-- GIVEN RECORDS follows --
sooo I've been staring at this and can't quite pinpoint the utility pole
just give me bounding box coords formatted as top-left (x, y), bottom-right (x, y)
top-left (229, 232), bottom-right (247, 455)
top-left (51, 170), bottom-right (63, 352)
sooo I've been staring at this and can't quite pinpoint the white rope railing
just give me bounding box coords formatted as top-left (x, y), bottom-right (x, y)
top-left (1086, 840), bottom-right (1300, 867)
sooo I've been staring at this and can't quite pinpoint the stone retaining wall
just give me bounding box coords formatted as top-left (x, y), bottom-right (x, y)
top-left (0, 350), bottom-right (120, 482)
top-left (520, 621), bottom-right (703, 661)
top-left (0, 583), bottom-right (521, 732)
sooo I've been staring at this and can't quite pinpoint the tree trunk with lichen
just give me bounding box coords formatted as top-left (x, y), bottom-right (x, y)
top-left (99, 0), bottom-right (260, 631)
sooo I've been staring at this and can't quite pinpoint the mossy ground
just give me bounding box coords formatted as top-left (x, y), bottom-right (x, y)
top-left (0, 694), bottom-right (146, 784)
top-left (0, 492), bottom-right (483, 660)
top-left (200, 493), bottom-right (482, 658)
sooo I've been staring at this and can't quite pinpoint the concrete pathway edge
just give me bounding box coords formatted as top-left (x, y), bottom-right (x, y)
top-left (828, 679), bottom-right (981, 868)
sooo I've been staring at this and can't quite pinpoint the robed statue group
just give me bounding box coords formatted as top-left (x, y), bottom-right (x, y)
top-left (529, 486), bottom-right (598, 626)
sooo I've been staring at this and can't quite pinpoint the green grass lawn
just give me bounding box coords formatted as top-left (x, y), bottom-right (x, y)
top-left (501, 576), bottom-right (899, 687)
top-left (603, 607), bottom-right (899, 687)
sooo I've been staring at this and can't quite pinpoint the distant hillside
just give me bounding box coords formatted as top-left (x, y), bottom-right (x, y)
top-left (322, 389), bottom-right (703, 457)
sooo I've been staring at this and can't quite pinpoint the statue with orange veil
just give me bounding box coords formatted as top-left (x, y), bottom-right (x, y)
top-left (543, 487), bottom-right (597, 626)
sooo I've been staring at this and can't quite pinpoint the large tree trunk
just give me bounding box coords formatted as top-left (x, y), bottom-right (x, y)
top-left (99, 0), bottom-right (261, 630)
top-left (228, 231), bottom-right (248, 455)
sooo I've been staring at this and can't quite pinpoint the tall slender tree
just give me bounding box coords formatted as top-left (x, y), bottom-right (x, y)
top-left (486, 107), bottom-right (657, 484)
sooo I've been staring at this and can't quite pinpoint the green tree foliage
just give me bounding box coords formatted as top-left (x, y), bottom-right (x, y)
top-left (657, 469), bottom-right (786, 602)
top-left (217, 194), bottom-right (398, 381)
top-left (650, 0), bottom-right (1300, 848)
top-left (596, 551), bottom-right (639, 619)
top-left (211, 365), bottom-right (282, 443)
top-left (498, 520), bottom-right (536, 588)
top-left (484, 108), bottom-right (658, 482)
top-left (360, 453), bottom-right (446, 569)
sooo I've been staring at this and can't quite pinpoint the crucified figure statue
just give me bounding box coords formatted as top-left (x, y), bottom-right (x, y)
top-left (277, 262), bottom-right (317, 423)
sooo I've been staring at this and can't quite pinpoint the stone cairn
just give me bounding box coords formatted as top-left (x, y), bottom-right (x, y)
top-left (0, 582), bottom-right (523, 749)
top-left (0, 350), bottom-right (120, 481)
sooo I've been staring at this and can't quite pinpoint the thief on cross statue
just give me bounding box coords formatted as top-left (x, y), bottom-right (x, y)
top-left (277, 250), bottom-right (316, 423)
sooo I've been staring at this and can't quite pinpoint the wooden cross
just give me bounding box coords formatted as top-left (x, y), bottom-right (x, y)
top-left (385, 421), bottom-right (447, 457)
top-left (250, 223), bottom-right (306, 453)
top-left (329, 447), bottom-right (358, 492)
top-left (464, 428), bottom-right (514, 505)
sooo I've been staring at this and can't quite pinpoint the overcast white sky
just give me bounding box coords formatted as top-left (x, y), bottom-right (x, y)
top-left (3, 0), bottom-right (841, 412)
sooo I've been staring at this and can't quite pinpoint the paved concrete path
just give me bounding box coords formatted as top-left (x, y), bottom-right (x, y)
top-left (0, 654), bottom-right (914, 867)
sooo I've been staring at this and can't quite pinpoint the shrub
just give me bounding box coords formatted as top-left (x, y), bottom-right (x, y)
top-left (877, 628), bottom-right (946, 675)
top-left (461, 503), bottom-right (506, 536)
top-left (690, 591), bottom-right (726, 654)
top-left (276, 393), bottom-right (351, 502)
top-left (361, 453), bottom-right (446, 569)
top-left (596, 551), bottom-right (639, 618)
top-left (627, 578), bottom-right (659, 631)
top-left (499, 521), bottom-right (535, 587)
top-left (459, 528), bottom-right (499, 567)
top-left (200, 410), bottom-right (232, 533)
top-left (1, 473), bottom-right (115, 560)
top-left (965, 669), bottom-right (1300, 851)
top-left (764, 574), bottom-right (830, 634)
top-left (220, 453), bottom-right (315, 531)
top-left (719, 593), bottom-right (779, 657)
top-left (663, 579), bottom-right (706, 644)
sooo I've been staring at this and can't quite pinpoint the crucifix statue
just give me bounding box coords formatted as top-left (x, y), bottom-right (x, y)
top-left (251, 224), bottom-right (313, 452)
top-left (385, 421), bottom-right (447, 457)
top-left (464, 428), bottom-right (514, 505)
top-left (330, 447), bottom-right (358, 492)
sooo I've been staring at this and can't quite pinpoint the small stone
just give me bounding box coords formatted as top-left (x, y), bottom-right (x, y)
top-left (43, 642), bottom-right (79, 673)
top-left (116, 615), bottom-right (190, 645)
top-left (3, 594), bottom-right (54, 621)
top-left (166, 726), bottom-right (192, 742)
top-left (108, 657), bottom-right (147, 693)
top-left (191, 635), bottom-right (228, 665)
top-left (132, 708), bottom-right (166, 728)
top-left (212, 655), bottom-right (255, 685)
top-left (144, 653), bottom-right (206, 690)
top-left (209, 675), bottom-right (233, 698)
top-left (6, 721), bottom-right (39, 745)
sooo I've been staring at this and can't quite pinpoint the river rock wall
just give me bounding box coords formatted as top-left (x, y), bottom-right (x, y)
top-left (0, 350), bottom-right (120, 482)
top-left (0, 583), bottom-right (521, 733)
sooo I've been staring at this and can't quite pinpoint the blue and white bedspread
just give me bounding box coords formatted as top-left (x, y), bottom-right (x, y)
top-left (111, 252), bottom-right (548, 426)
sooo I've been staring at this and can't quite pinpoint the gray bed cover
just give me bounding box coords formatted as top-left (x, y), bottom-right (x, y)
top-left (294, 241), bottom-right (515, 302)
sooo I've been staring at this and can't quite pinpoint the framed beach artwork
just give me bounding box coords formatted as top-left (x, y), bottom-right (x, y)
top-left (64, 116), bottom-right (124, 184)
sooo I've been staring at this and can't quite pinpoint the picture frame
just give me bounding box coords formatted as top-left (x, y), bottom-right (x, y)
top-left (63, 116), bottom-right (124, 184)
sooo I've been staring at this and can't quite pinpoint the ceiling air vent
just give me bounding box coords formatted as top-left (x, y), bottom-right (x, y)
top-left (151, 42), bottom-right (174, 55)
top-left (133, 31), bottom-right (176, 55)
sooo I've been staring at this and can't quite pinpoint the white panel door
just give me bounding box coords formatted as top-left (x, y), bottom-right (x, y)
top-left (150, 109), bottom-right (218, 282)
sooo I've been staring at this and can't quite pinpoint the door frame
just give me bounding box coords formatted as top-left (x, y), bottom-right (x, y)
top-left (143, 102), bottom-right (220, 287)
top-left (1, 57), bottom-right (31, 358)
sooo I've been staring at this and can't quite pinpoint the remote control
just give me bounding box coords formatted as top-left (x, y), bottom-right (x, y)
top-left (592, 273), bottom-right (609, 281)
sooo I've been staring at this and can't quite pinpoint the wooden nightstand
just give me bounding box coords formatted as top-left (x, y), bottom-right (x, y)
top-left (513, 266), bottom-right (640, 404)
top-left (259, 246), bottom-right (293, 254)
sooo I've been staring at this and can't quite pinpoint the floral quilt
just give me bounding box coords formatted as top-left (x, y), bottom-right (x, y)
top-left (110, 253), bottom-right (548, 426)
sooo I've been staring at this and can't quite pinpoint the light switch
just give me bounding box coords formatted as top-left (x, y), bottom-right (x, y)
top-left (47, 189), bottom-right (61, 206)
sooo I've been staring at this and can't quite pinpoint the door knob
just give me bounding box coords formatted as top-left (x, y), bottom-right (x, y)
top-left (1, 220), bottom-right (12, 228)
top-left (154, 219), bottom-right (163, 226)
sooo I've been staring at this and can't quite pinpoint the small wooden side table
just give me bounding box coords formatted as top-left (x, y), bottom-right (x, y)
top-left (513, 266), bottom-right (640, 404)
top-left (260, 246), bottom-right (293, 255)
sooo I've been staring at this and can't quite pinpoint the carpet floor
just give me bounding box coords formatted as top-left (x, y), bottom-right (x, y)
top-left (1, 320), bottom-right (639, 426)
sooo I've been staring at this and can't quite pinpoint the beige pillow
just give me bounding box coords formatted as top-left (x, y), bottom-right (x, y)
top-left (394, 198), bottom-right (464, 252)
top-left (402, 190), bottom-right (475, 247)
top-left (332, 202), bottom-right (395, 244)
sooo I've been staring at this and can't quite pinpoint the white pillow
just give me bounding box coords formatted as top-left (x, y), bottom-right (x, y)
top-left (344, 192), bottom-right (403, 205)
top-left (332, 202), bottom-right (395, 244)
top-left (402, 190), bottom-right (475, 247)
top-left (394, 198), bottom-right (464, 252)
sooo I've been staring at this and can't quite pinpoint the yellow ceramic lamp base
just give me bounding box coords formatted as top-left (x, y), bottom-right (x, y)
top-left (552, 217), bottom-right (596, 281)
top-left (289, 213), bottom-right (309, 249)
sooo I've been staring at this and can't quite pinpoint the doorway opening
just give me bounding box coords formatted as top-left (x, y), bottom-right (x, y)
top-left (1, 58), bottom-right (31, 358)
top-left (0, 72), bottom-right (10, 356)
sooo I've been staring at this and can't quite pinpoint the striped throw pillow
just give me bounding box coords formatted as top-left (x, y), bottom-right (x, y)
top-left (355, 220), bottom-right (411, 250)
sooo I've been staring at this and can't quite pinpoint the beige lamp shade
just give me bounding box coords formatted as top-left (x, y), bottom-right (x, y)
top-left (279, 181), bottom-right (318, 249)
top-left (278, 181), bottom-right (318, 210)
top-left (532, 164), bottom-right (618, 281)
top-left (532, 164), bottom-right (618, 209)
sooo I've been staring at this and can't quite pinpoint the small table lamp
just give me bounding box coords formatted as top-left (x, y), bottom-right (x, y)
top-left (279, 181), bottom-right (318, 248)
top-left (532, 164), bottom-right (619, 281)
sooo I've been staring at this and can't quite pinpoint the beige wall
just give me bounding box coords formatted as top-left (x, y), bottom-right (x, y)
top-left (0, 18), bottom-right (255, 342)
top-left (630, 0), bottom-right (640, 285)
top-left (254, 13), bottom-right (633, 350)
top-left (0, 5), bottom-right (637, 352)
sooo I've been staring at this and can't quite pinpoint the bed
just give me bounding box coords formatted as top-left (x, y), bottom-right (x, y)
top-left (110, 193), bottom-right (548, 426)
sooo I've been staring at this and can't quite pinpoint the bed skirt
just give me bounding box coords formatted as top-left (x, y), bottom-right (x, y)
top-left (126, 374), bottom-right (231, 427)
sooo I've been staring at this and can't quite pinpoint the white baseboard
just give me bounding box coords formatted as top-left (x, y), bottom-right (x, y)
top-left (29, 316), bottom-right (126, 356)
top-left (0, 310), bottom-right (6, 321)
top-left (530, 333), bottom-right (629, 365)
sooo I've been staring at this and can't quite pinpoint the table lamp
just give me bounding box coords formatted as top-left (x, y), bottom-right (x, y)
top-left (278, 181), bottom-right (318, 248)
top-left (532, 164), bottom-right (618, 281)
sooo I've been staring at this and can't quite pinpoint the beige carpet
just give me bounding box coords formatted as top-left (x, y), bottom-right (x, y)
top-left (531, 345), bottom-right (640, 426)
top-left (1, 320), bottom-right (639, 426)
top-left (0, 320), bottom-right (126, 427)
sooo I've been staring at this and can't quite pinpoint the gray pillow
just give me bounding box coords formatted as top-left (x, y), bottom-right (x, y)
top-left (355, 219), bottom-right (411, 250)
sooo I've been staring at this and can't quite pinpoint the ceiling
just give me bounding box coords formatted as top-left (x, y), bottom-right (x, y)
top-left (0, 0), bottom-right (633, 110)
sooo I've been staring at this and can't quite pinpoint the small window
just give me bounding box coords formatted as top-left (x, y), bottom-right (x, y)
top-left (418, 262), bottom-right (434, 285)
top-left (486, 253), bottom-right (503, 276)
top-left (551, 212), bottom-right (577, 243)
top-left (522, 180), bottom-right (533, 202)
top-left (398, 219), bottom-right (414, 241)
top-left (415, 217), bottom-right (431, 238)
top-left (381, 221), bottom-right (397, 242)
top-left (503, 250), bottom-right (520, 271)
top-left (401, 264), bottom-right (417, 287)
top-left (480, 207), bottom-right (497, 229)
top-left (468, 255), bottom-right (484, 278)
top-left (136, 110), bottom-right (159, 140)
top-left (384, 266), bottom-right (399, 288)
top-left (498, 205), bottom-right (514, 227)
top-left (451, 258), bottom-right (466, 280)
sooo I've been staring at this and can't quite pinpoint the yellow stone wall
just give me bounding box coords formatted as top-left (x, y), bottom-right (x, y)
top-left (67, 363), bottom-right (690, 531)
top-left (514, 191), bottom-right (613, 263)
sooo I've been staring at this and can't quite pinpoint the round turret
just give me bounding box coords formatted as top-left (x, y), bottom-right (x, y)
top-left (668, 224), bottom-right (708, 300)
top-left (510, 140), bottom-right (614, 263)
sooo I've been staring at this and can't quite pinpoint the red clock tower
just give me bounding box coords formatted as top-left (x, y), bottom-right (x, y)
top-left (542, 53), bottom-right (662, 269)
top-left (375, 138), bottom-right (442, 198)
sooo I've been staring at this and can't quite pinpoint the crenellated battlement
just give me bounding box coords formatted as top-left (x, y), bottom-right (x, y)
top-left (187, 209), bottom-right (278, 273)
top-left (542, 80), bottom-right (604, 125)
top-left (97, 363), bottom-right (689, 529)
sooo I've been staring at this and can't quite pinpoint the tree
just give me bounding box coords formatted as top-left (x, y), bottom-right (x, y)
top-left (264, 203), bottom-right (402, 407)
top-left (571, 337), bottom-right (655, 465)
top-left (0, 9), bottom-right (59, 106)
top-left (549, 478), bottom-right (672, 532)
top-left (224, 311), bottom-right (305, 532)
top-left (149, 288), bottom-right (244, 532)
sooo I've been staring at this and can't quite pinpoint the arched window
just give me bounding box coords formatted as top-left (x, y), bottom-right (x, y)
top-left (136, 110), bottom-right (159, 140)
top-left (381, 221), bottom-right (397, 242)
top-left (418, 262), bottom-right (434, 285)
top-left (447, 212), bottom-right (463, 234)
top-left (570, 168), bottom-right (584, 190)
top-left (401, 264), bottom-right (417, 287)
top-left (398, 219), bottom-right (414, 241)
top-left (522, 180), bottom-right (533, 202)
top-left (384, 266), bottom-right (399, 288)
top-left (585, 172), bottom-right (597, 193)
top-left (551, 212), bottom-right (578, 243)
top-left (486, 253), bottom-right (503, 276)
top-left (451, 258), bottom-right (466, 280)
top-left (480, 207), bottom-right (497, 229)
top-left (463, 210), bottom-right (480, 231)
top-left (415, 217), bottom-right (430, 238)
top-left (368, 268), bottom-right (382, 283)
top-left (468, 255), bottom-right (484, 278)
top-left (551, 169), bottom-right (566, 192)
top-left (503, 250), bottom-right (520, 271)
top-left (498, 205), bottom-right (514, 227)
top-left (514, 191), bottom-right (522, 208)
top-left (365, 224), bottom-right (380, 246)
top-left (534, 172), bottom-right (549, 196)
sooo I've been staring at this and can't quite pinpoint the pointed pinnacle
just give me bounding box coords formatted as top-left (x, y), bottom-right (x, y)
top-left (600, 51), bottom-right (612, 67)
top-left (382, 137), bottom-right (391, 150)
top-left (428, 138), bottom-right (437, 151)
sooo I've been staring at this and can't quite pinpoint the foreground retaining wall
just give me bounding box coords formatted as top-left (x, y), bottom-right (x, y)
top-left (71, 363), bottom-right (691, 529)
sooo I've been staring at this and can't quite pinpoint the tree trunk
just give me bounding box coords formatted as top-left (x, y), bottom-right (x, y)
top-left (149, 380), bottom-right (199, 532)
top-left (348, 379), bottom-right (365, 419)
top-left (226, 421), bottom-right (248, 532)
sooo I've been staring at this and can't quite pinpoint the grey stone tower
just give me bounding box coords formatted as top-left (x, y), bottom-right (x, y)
-- GIVEN RECORDS concluded --
**ASSIGNMENT**.
Give again exactly, and only, the lines above starting at the one with "the table lamp" and ending at the one with "the beige carpet".

**EXERCISE OUTPUT**.
sooo I've been staring at this and can't quite pinpoint the table lamp
just give me bounding box coords formatted as top-left (x, y), bottom-right (x, y)
top-left (278, 181), bottom-right (318, 248)
top-left (532, 164), bottom-right (618, 281)
sooo I've been staring at this and can't quite pinpoint the beige carpet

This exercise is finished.